Source data
** Begin **

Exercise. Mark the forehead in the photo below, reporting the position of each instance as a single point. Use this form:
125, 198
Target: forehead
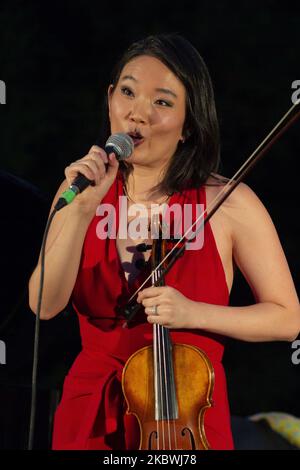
152, 71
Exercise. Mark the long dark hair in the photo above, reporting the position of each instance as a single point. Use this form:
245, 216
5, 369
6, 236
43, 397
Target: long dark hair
199, 156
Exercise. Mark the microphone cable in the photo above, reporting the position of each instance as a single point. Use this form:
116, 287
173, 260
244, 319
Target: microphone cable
37, 336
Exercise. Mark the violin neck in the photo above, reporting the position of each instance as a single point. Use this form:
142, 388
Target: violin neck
166, 406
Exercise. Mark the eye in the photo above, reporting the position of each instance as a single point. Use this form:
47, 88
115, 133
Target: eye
164, 103
126, 91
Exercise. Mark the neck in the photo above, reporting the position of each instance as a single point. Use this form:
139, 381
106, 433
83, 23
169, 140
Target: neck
140, 184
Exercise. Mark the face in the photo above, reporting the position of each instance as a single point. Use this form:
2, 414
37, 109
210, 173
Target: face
148, 99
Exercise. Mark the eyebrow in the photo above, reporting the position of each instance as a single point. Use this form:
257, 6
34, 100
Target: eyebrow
161, 90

** End **

## INSTRUCTION
Arrange all the lines of the entries above as a numbered list, skipping any blank lines. Leave the pictures out of your answer.

## RESPONSE TO THE TASK
1. Exercise. Mark the forehead in the photo below, reporting the position of each instance as a single point. Use this form:
2. 125, 198
3. Target: forehead
4. 152, 71
5. Exercise. Mark the long dark hair in the photo above, reporting the position of each instance as a single point. Use this form:
6. 245, 216
7. 5, 369
8. 6, 236
9. 43, 397
10. Target: long dark hair
11. 199, 156
12. Exercise. Mark the microphone cable in the photo above, reporting the position of each instance as a single point. Use this form:
13. 116, 287
14. 173, 260
15. 244, 319
16. Target: microphone cable
17. 37, 336
18. Exercise. Mark the violin neck in the photo above, reporting the position of each instance as a single point. Use this form:
19. 142, 388
20. Target: violin neck
21. 166, 406
22. Exercise. Mark the eye in the photo above, reporting the position of each instance as a single point. Use this form:
23. 47, 88
24. 115, 133
25. Target: eye
26. 164, 103
27. 126, 91
28. Exercise. Mark the neck in the photo above, reporting the position of each instance as a single point. Use this form:
29. 139, 381
30. 106, 433
31. 83, 23
32. 169, 140
33. Target: neck
34. 140, 184
35. Exercise. Mark the face in the photo above, reporting the position of each instance as a single point. Use this form:
36. 2, 414
37. 37, 109
38. 210, 173
39. Target: face
40. 148, 99
41. Exercise. Mark the eyebrow in the photo above, reporting the position of each instance as a single point. Use this form:
42. 257, 6
43. 34, 100
44. Target: eyebrow
45. 161, 90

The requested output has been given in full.